A ispirare questa edizione c’è anche un libro che non ho ancora letto, ma credo che sia davvero interessante: L’intelligenza dei fiori, un libro scritto nel 1907 da Maurice Maeterlinck, Premio Nobel per la Letteratura.
La natura sembra pacifica e ordinata, ma sono proprio le piante a mettere in atto una specie di rivoluzione lenta e silenziosa e allo stesso tempo forte e ostinata per poter sopravvivere in luoghi difficili e in condizioni ambientali estreme.
“Il mondo vegetale che a noi sembra così pacifico, dove tutto appare accettazione, silenzio, obbedienza, è al contrario il luogo dove la rivolta contro il destino è la più veemente e la più ostinata.”
Maurice Maeterlinck, L’intelligenza dei fiori, 1907
Tra le piante che appaiono più diverse dalla comune idea di pianta, fatta di radici, fusto, rami e foglie ci sono le piante carnivore e le succulente. Entrambe hanno messo in atto delle diverse strategie per poter vivere in climi estremi e sono solo un esempio delle numerose strategie che le piante hanno evoluto nel corso dei millenni.
Le piante carnivore del genere Drosera appaiono sulla guida di questa edizione di Orticola 2023. Si tratta di una famiglia di piante che ha sviluppato dei tentacoli appiccicosi, forniti di ghiandole. Utilizzando questi tentacoli le piante catturano piccoli insetti e poi li digeriscono tramite dei succhi simili ai nostri succhi gastrici. Tutto questo per apportare alla propria dieta sostanze nutritive che scarseggiano nel terreno. Tutte le piante carnivore hanno adottato questo tipo di strategia unita ad un movimento delle loro appendici che si rivolgono verso le prede per catturarle più facilmente. In natura le troviamo in Africa, Sud America e Australia, ma anche in Alaska e Nuova Zelanda. Prediligono un substrato umido e sui nostri balconi è consigliato annaffiarle con acqua piovana o demineralizzata.

DATI DI PARTENZA:
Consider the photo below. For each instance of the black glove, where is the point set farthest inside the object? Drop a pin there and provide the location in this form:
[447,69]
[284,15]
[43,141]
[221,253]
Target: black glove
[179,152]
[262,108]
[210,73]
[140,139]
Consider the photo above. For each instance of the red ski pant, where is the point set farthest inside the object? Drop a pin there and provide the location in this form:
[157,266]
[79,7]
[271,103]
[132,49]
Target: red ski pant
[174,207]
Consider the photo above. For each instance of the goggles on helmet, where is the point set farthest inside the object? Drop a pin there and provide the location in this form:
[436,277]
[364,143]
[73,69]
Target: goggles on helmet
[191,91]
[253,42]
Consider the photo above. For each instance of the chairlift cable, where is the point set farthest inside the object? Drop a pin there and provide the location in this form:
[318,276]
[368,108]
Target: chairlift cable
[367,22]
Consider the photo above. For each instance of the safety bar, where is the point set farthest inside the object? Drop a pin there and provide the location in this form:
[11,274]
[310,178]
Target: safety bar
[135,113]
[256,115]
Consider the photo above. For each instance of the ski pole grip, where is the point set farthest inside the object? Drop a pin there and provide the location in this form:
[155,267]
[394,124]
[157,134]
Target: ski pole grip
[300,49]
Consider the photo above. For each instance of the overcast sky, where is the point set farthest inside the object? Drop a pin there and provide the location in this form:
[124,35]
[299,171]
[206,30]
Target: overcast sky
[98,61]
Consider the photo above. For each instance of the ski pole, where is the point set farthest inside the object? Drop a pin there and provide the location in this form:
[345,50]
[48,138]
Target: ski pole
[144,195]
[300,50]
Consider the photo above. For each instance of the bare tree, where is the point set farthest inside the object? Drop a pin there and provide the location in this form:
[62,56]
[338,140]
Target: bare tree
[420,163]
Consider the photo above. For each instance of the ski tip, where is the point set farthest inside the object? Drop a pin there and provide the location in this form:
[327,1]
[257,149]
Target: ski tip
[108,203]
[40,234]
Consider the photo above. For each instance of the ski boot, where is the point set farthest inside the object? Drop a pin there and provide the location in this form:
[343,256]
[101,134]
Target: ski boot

ELENCO DEI COMPITI:
[A] Secondo l'estratto sulle strategie delle piante, in che anno Maurice Maeterlinck ha scritto L'intelligenza dei fiori?
[B] Prosegui l'estratto sulle strategie delle piante a partire dalla sua ultima frase.
Le righe sono materiale a parte, distinto dall'estratto.

RISULTATI IN ORDINE:
[A] Nel 1907.

[B]
Anche le piante succulente o cactacee hanno modificato notevolmente il loro aspetto per adattarsi ai climi aridi: le foglie sono diventate spine e accumulano acqua al loro interno. Perfino la loro fotosintesi è particolare: è la fotosintesi CAM. La pianta, per non perdere acqua, di giorno chiude gli stomi e li apre di notte perché la fotosintesi CAM le permette di utilizzare l’anidride carbonica che cattura di notte.
Girando tra gli espositori di Orticola 2023 ho fotografato altre piante antiche molto interessanti che ci raccontano come le evoluzioni possono essere molto diverse nel regno vegetale: sono le felci, gli equiseti e le ginkgo.
Le felci e gli equiseti fanno parte di un particolare gruppo di piante: le Pteridofite. Apparse nel periodo del Devoniano inferiore, oggi sono ancora tra noi oltre diecimila specie. Sono state le prime piante terrestri a differenziarsi con fusto, radici e foglie con un sistema vascolare di trasporto. Anche la loro riproduzione è particolare perché si diffondono tramite spore.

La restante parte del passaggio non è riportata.